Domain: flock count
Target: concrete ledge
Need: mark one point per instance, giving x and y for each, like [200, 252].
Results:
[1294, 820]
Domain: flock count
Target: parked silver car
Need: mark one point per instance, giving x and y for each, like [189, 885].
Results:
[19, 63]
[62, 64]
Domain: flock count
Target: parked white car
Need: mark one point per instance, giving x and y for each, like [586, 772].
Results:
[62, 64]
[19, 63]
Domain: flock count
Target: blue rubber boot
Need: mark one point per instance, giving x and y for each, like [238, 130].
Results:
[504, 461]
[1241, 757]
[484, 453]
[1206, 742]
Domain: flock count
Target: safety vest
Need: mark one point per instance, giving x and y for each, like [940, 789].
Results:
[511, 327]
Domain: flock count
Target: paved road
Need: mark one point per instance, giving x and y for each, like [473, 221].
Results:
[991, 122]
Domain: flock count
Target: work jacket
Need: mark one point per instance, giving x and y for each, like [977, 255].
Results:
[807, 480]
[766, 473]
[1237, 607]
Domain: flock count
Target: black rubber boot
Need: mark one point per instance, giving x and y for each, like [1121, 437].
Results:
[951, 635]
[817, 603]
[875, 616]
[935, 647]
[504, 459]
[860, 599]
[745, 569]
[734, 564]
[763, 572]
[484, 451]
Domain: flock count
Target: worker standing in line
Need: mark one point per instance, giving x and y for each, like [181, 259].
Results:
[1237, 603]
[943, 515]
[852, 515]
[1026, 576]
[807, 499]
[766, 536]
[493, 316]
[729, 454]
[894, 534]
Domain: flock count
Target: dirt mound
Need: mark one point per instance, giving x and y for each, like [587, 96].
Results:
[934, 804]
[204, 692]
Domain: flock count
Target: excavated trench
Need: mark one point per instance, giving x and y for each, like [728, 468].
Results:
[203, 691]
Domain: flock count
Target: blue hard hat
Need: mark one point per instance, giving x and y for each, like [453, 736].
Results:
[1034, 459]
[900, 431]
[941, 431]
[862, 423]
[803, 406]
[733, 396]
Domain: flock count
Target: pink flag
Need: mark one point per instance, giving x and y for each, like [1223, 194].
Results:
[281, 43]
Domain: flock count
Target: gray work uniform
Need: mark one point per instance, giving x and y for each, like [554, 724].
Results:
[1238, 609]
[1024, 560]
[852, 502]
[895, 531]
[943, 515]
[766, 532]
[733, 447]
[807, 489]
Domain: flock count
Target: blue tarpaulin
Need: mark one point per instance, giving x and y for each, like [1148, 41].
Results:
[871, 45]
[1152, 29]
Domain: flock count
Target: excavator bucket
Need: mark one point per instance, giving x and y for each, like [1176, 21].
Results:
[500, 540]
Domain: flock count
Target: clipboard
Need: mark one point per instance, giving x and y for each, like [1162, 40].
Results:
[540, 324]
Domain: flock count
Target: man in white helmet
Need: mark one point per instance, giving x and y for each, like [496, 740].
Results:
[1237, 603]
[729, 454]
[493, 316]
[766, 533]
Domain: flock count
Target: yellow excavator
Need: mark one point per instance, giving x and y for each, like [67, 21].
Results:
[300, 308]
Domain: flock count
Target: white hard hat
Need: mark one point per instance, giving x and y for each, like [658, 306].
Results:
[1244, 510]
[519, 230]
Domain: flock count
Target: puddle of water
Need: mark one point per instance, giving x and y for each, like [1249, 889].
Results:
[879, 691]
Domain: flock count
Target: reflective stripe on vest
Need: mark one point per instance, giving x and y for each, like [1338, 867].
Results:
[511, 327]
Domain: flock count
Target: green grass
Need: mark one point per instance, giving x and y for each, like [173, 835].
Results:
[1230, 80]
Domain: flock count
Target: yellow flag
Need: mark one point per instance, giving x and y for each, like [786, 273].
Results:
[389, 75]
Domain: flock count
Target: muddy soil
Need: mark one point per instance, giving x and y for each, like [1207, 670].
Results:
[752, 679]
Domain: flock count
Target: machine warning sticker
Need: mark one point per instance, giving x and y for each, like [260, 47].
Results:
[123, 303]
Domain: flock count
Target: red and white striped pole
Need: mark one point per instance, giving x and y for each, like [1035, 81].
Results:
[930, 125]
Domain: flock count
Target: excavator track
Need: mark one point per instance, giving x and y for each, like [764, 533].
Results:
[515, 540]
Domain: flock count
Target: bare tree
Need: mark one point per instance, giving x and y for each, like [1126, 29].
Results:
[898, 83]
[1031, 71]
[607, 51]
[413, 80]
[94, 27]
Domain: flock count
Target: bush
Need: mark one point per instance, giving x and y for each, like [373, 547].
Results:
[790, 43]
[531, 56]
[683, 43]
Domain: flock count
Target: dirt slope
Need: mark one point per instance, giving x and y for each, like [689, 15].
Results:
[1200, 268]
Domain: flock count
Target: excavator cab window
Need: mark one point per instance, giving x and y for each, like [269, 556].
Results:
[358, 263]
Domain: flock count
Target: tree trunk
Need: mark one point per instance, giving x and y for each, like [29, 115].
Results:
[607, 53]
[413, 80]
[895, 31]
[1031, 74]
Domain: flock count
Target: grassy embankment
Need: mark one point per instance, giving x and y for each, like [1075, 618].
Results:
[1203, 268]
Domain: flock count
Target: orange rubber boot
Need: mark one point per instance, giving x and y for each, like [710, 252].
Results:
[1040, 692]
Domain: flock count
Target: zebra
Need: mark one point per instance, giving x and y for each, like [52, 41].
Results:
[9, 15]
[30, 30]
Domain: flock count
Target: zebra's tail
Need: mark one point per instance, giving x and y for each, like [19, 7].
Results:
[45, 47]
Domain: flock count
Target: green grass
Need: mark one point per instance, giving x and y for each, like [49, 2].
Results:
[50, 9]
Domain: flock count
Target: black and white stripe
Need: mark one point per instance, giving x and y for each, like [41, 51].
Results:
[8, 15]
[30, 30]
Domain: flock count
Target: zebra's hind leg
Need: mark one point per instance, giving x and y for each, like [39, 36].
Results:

--- What you have to do ---
Every entry above should be transcribed exactly as it appears.

--- Result ---
Domain: flock count
Target: concrete ledge
Need: mark one point per instance, giving x and y for each, like [200, 252].
Results:
[1294, 820]
Domain: flock count
Target: parked silver car
Need: mark one point per instance, giving x and y for each, like [189, 885].
Results:
[19, 63]
[62, 64]
Domain: flock count
Target: parked white car
Need: mark one point per instance, giving x and y for each, like [586, 772].
Results:
[62, 64]
[19, 63]
Domain: flock count
Target: blue rubber boot
Need: mark one point per instance, giving x and y for each, like [238, 130].
Results:
[504, 461]
[1241, 757]
[484, 453]
[1206, 742]
Domain: flock count
Target: safety vest
Need: mark one point per instance, giving x and y for each, like [940, 789].
Results:
[511, 327]
Domain: flock count
Target: paved road
Need: mark one point per instance, giving x and y for each, like [473, 221].
Results:
[991, 122]
Domain: flock count
Target: work jacket
Need: mark one point per instance, giving x and y for each, like [977, 255].
Results:
[807, 480]
[766, 473]
[1237, 607]
Domain: flock count
Target: black rubber boot
Need: mark one point per instance, giving x and y for each, like [1121, 437].
Results:
[951, 635]
[817, 603]
[875, 616]
[935, 647]
[504, 459]
[860, 599]
[745, 569]
[734, 564]
[763, 572]
[484, 451]
Domain: flock count
Target: worker standing in line
Need: mark one point per instance, giving x and y for each, like [181, 259].
Results:
[1237, 603]
[943, 515]
[852, 515]
[1026, 576]
[807, 499]
[766, 536]
[493, 316]
[729, 454]
[894, 534]
Domain: flock count
Target: dirt mound
Need: mark one point per instance, giving x and y for each, like [587, 96].
Results:
[934, 804]
[204, 692]
Domain: flock count
Target: excavated trench
Need: mark one point per instance, giving x and y for each, like [728, 468].
Results:
[203, 691]
Domain: flock count
Target: blue hard hat
Need: mark one point per instance, giving x and y for each, like [453, 736].
Results:
[1034, 459]
[900, 431]
[941, 431]
[862, 423]
[803, 406]
[733, 396]
Domain: flock count
Target: pink flag
Need: mark one point per instance, giving x and y for each, like [1223, 194].
Results:
[281, 43]
Domain: flock count
Target: gray work uniform
Need: mark one point per instance, giving x and y for each, like [554, 724].
Results:
[1238, 609]
[1024, 560]
[852, 502]
[895, 531]
[943, 515]
[766, 532]
[733, 447]
[807, 489]
Domain: flock count
Target: blue tarpaulin
Need: mark one point per instance, giving x and y for each, like [1148, 41].
Results:
[871, 45]
[1152, 29]
Domain: flock count
Target: excavator bucket
Need: mark one point per instance, giving x and y for each, like [1176, 21].
Results:
[500, 540]
Domain: flock count
Target: clipboard
Need: mark one point per instance, giving x and y for each, like [1162, 40].
Results:
[540, 324]
Domain: flock count
Target: man in white helmet
Need: mark one point per instance, giving x and y for each, like [496, 740].
Results:
[1237, 603]
[729, 454]
[493, 316]
[766, 533]
Domain: flock count
Target: yellow excavator
Need: mark one point per instance, giving x and y for each, like [67, 21].
Results:
[300, 308]
Domain: flock count
Target: white hard hat
Need: mark one point per instance, giving x and y for each, like [658, 306].
Results:
[1244, 510]
[519, 230]
Domain: flock count
Target: puddle of water
Need: mark one point per instance, giving x and y for each, like [1249, 889].
Results:
[879, 691]
Domain: flock count
Target: reflective stripe on vest
Need: mark one point per instance, giving x and y for each, like [1338, 867].
Results:
[511, 327]
Domain: flock count
Target: green grass
Need: mark one point per instance, giving x and y for each, like [173, 835].
Results:
[1230, 80]
Domain: flock count
Target: yellow flag
Need: mark one point per instance, giving x and y for each, like [786, 273].
Results:
[389, 75]
Domain: flock count
Target: muddy soil
Need: mark one point per instance, giving x and y for each, like [1207, 670].
Results:
[752, 679]
Domain: flock count
Target: machine warning sticker
Need: mark one point per instance, giving x and y for each, like [260, 47].
Results:
[123, 303]
Domain: flock count
Target: red and white striped pole
Need: mark one point per instance, giving x and y for each, like [1035, 81].
Results:
[930, 125]
Domain: flock count
Target: excavator track
Need: mark one point per instance, giving x and y for each, like [764, 533].
Results:
[515, 540]
Domain: flock count
Target: bare tree
Need: mark one point per instance, giving x and y for each, like [1126, 29].
Results:
[898, 83]
[1031, 71]
[607, 51]
[413, 80]
[94, 27]
Domain: flock count
Target: bush
Need: mark one point per instance, giving x and y for each, like [373, 547].
Results:
[790, 43]
[531, 56]
[683, 43]
Domain: flock count
Target: dirt slope
Need: mark one point per instance, giving x and y for each, like [689, 15].
Results:
[1200, 268]
Domain: flock count
Target: excavator cab window
Need: mark one point per instance, giving x and y for each, like [269, 556].
Results:
[358, 263]
Domain: flock count
Target: tree trunk
Need: mark one point per instance, giving x and y for each, like [29, 115].
Results:
[607, 53]
[413, 80]
[895, 31]
[1031, 74]
Domain: flock count
Target: grassy embankment
Need: mark one point per instance, giving x and y for each, like [1075, 618].
Results:
[1203, 268]
Domain: flock count
Target: orange rubber boot
Need: mark one point per instance, giving x and y for each, like [710, 252].
Results:
[1040, 692]
Domain: flock count
Target: zebra
Need: mark one point per instance, giving x and y for each, like [52, 41].
Results:
[9, 15]
[30, 30]
Domain: flock count
Target: zebra's tail
Need: mark one point per instance, giving x and y for each, like [19, 7].
Results:
[45, 47]
Domain: flock count
Target: green grass
Need: mark one point per instance, giving x and y for each, like [49, 2].
Results:
[50, 9]
Domain: flock count
Target: black and white stripe
Need: mark one point per instance, giving x and y for each, like [41, 51].
Results:
[8, 15]
[30, 30]
Domain: flock count
Target: zebra's hind leg
Need: mark one point per instance, giving x and y for each, like [39, 36].
Results:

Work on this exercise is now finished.